**Passage:**
Among other things, the restaurant’s capacity is reduced by table spacing that ensures six feet of distance between customers. Laminated menus are sanitized after each use, and hand sanitizer is immediately available on request. All staff wear masks and gloves, and every worker signs a health questionnaire and has a temperature check at the start of each shift.
What’s more, employees must wash or sanitize their hands every 20 minutes during their shifts, Workers must change gloves or wash hands frequently. Frequently touched surfaces are sanitized every 20 minutes, and booths, chairs, and tables are sanitized again after every party leaves.
Outside, blue tape marks proper distancing if there’s a line. The front door is kept locked until a host wearing a mask admits you, and it’s one-way traffic from there around to the patio-door exit.
Several bottles of hand sanitizer were placed on the host stand, and tables were placed so far apart that the dining rooms looked strangely empty.

**Supplied data:**

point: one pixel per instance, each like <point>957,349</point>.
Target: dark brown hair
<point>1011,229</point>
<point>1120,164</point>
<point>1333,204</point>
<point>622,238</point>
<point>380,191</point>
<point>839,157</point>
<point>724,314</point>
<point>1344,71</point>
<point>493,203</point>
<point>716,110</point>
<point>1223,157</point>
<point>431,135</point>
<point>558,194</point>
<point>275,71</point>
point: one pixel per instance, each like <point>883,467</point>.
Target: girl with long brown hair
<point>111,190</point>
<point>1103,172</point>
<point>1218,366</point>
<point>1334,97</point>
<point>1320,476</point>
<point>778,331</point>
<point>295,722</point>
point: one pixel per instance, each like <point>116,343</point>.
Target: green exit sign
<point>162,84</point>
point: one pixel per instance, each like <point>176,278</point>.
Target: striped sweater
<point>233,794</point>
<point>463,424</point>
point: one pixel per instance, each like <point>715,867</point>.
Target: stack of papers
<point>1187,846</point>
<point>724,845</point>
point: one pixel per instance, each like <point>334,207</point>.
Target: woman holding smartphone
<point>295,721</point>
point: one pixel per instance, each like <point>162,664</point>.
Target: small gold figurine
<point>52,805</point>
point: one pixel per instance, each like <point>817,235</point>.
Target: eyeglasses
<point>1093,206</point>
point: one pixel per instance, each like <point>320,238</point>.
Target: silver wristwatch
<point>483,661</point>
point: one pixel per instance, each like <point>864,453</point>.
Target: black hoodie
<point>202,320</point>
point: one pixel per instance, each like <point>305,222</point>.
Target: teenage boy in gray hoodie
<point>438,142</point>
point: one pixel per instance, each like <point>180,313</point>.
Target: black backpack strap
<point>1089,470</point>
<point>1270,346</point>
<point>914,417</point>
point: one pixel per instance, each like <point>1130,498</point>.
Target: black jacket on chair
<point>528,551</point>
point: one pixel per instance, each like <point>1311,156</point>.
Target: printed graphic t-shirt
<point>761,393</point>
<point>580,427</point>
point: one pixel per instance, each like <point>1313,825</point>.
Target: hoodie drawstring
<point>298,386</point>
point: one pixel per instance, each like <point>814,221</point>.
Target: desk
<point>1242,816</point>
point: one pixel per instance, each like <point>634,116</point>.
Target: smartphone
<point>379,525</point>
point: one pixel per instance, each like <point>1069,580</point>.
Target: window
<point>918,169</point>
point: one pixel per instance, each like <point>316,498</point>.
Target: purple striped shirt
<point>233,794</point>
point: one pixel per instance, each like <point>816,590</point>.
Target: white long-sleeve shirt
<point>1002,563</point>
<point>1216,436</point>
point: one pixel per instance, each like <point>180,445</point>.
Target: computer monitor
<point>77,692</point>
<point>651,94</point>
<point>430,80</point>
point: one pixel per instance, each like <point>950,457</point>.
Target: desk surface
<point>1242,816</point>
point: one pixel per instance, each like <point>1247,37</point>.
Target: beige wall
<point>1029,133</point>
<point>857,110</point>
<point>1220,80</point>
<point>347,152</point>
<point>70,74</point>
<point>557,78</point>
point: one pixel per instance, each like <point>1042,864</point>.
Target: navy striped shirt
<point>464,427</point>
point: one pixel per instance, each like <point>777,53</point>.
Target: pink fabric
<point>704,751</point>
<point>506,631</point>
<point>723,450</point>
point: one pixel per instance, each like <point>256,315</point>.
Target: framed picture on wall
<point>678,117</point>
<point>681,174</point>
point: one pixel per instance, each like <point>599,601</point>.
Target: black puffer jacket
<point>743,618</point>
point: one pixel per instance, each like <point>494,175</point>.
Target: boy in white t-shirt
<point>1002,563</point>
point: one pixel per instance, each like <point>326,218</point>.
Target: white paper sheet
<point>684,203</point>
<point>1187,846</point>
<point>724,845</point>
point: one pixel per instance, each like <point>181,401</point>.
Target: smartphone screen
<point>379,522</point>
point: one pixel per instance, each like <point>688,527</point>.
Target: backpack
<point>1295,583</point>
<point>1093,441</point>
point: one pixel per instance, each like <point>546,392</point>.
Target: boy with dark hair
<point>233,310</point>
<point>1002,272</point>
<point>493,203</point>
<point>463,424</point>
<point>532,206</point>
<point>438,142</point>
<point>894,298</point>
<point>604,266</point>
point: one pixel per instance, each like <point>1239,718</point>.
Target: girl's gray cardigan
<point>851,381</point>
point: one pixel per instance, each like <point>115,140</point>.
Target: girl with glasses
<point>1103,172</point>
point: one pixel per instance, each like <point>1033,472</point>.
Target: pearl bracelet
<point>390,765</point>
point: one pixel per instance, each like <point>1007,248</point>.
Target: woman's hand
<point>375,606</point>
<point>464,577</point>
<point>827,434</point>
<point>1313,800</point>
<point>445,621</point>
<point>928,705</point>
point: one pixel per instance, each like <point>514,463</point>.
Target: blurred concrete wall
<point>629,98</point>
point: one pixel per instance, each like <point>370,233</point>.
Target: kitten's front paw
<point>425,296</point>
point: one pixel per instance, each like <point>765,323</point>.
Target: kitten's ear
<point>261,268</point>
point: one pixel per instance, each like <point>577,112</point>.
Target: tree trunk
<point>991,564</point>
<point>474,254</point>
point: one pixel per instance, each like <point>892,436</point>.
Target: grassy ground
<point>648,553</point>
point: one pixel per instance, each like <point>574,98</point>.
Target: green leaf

**Goals:**
[1] According to the passage on restaurant safety measures, how often are frequently touched surfaces sanitized?
[2] Copy out these lines of the records, starting at the line that has "point: one pixel per instance, each like <point>817,235</point>." and stopping after the line that has "<point>1216,436</point>".
The records have no connection to the passage on restaurant safety measures.

**Answers for this exercise:**
[1] Every 20 minutes.

[2]
point: one pixel per instance, each like <point>817,235</point>.
Target: eyeglasses
<point>1093,206</point>
point: one pixel per instance, each like <point>320,238</point>.
Target: silver wristwatch
<point>483,661</point>
point: one pixel per instance, each like <point>864,453</point>.
Target: black hoodie
<point>202,320</point>
point: one pixel per instance, each like <point>305,222</point>.
Target: teenage boy in gray hoodie
<point>438,142</point>
point: one pixel per instance, each like <point>180,313</point>.
Target: black backpack strap
<point>1089,470</point>
<point>1270,346</point>
<point>914,417</point>
point: one pixel per instance, each like <point>1130,498</point>.
Target: black jacket on chair
<point>528,551</point>
point: one pixel per instance, each like <point>1311,156</point>.
Target: printed graphic t-shirt
<point>761,393</point>
<point>580,427</point>
point: one pixel per instance, each like <point>1313,825</point>.
Target: hoodie drawstring
<point>298,386</point>
point: one pixel per instance, each like <point>814,221</point>.
Target: desk
<point>1242,816</point>
point: one pixel per instance, each like <point>634,116</point>.
Target: smartphone
<point>379,525</point>
point: one pixel per instance, each like <point>1069,580</point>.
Target: window
<point>918,169</point>
point: one pixel per instance, each like <point>316,498</point>.
Target: purple striped shirt
<point>233,794</point>
point: one pixel per instance, each like <point>816,590</point>.
Target: white long-sleeve shirt
<point>1002,563</point>
<point>1216,436</point>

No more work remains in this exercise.